* **What you have to do**: Each line of the material must appear again in the answer, exactly.

* **Stored data**:
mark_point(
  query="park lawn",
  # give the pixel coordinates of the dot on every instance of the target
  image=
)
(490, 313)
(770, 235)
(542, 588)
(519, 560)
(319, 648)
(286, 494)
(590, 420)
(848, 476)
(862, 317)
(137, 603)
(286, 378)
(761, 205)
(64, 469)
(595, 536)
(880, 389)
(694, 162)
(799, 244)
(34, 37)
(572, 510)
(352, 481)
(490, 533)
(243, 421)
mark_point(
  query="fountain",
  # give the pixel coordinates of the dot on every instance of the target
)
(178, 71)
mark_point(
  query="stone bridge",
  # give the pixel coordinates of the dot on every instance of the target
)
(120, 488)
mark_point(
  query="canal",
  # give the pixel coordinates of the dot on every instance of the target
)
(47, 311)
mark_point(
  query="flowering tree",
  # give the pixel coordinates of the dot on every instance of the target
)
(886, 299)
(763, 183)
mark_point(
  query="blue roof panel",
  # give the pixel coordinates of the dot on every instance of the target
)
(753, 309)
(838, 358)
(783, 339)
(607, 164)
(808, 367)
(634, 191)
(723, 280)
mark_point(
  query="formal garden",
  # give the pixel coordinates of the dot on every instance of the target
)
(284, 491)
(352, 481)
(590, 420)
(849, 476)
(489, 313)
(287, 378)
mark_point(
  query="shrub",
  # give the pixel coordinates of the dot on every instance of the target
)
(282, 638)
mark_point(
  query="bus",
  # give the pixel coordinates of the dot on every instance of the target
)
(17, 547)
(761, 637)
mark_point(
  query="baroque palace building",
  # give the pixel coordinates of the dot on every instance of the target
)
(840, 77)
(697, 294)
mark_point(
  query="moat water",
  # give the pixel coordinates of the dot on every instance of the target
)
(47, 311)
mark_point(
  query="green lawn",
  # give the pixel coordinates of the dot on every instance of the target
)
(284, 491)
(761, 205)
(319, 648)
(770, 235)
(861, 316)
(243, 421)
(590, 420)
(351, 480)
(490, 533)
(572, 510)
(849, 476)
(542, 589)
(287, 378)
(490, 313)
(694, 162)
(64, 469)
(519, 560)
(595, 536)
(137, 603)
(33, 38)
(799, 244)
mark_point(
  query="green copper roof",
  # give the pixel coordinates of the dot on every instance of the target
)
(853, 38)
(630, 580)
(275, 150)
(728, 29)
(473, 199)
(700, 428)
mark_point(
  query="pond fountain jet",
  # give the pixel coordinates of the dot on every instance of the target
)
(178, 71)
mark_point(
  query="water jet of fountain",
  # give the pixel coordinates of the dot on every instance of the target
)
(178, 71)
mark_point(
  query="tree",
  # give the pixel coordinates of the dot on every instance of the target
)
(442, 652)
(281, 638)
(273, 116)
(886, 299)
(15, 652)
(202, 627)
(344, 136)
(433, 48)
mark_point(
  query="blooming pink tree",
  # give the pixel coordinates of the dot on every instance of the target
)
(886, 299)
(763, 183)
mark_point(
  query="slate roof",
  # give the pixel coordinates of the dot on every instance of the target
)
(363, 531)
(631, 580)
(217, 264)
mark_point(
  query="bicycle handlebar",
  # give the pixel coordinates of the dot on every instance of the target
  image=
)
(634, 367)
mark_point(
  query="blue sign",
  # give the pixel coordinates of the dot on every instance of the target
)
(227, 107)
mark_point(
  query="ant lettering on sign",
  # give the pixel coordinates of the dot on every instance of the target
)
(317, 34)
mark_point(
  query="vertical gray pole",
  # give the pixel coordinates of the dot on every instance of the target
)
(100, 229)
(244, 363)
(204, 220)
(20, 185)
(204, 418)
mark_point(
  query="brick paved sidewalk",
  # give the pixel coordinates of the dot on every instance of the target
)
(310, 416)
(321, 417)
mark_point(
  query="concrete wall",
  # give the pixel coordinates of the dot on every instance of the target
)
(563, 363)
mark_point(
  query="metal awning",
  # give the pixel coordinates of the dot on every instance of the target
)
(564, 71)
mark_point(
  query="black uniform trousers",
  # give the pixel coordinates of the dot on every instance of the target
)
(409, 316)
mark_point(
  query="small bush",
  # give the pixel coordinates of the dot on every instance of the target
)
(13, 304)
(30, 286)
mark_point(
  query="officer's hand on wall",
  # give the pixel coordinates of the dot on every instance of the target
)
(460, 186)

* **Solution for this task**:
mark_point(
  query="park lawn",
  # give the pixel coordinates of the dot on every instance of the target
  image=
)
(490, 313)
(770, 235)
(542, 588)
(519, 560)
(319, 648)
(286, 494)
(590, 420)
(848, 476)
(862, 317)
(137, 603)
(286, 378)
(761, 205)
(64, 469)
(595, 536)
(880, 389)
(694, 162)
(799, 244)
(34, 37)
(572, 510)
(352, 481)
(490, 533)
(243, 421)
mark_point(
  query="fountain",
  # give the pixel coordinates of the dot on every instance of the target
)
(178, 71)
mark_point(
  query="stone bridge",
  # give the pixel coordinates of the dot on every instance of the target
)
(120, 488)
mark_point(
  query="canal",
  # give the pixel coordinates of the dot on every instance of the target
)
(47, 311)
mark_point(
  query="flowering tree",
  # give the pixel coordinates of the dot on every instance of the target
)
(886, 299)
(763, 183)
mark_point(
  query="blue roof panel",
  # give the pixel coordinates of the dot on every instance of the target
)
(753, 309)
(838, 358)
(783, 339)
(607, 164)
(808, 367)
(634, 191)
(723, 280)
mark_point(
  query="formal garden",
  # give the pixel coordinates of the dot on every instance of the target
)
(284, 491)
(352, 481)
(590, 420)
(849, 476)
(489, 313)
(287, 378)
mark_point(
  query="shrub",
  # give the pixel coordinates of the dot on every instance of the target
)
(282, 638)
mark_point(
  query="bus",
  # give the pixel coordinates of the dot on every instance of the target
)
(17, 547)
(761, 637)
mark_point(
  query="baroque palace building",
  # give the pixel coordinates of the dot on every instance of the target
)
(840, 77)
(697, 294)
mark_point(
  query="moat water",
  # give the pixel coordinates of the dot on every instance of the target
)
(47, 311)
mark_point(
  query="green lawn",
  # give the pixel coordinates of the dot on every instance of the target
)
(284, 491)
(761, 205)
(319, 648)
(770, 235)
(861, 316)
(243, 421)
(590, 420)
(351, 480)
(490, 533)
(572, 510)
(849, 476)
(542, 589)
(287, 378)
(490, 313)
(694, 162)
(64, 469)
(519, 560)
(595, 536)
(137, 603)
(33, 38)
(799, 244)
mark_point(
  query="green copper roof",
  # give the pixel coordinates of the dot on every instance of the target
)
(853, 38)
(630, 580)
(275, 150)
(728, 29)
(473, 199)
(700, 428)
mark_point(
  query="pond fountain jet",
  # give the pixel coordinates of the dot on every instance of the target
)
(178, 71)
mark_point(
  query="water jet of fountain",
  # give the pixel coordinates of the dot on every instance of the target
)
(178, 71)
mark_point(
  query="tree",
  # give the pixel coordinates of the dot on every instance of the target
)
(442, 652)
(281, 638)
(273, 116)
(886, 299)
(15, 652)
(202, 627)
(344, 136)
(433, 48)
mark_point(
  query="blooming pink tree",
  # give the pixel coordinates of the dot on every instance of the target
)
(886, 299)
(763, 183)
mark_point(
  query="slate roof",
  # give the pixel coordinates of the dot on every instance of the target
)
(363, 531)
(631, 580)
(217, 264)
mark_point(
  query="bicycle handlebar",
  # give the pixel coordinates of the dot on every instance of the target
  image=
)
(634, 367)
mark_point(
  query="blue sign",
  # give the pixel coordinates of the dot on every instance of the target
)
(227, 107)
mark_point(
  query="ant lettering on sign",
  # give the pixel coordinates of the dot on every instance of the target
)
(317, 34)
mark_point(
  query="vertical gray pole",
  # give the pixel coordinates of the dot on every instance of the target
)
(100, 229)
(244, 363)
(204, 220)
(20, 185)
(204, 418)
mark_point(
  query="brick paved sidewalk",
  # give the pixel coordinates of the dot on every instance of the target
)
(310, 416)
(321, 417)
mark_point(
  query="concrete wall",
  # give the pixel coordinates of the dot on every instance of the target
)
(563, 363)
mark_point(
  query="metal awning",
  # give the pixel coordinates of the dot on every instance of the target
)
(564, 71)
mark_point(
  query="black uniform trousers",
  # give the pixel coordinates of the dot on every instance of the target
)
(409, 316)
mark_point(
  query="small bush",
  # give the pixel coordinates of the dot on every instance of the target
)
(13, 304)
(30, 286)
mark_point(
  query="officer's hand on wall",
  # give the pixel coordinates of the dot on every instance of the target
)
(460, 186)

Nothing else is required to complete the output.